• How to complete this task:
Go through the entries below and tally the lines holding "positive"; please reply with the number only.

• Source data:
━━━━━━━━━━━━━━━━━━━━━━━━━━━━━━
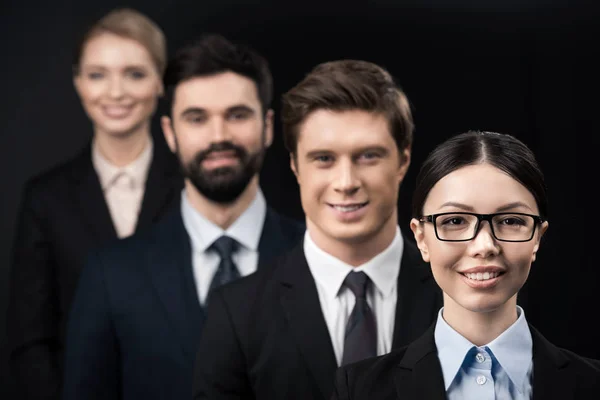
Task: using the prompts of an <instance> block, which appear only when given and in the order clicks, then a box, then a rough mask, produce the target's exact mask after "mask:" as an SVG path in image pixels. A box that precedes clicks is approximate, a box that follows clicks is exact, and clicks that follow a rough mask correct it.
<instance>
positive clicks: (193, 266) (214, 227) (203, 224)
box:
━━━━━━━━━━━━━━━━━━━━━━━━━━━━━━
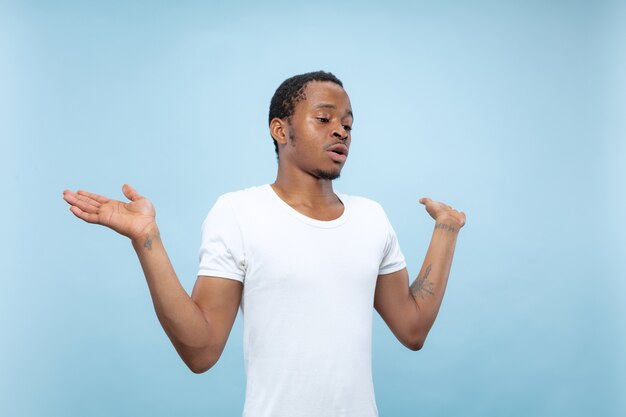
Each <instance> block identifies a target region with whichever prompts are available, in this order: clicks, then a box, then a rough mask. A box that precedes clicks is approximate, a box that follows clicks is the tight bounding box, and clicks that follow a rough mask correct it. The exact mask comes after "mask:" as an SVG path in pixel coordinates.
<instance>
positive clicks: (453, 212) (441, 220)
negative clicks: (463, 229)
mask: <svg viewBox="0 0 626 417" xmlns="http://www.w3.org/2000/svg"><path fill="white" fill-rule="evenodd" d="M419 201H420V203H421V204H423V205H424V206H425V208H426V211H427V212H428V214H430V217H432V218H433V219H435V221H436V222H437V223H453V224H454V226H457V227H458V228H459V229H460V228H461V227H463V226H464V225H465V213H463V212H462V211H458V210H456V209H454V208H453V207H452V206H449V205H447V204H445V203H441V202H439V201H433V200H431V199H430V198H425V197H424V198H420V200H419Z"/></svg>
━━━━━━━━━━━━━━━━━━━━━━━━━━━━━━
• Result below:
2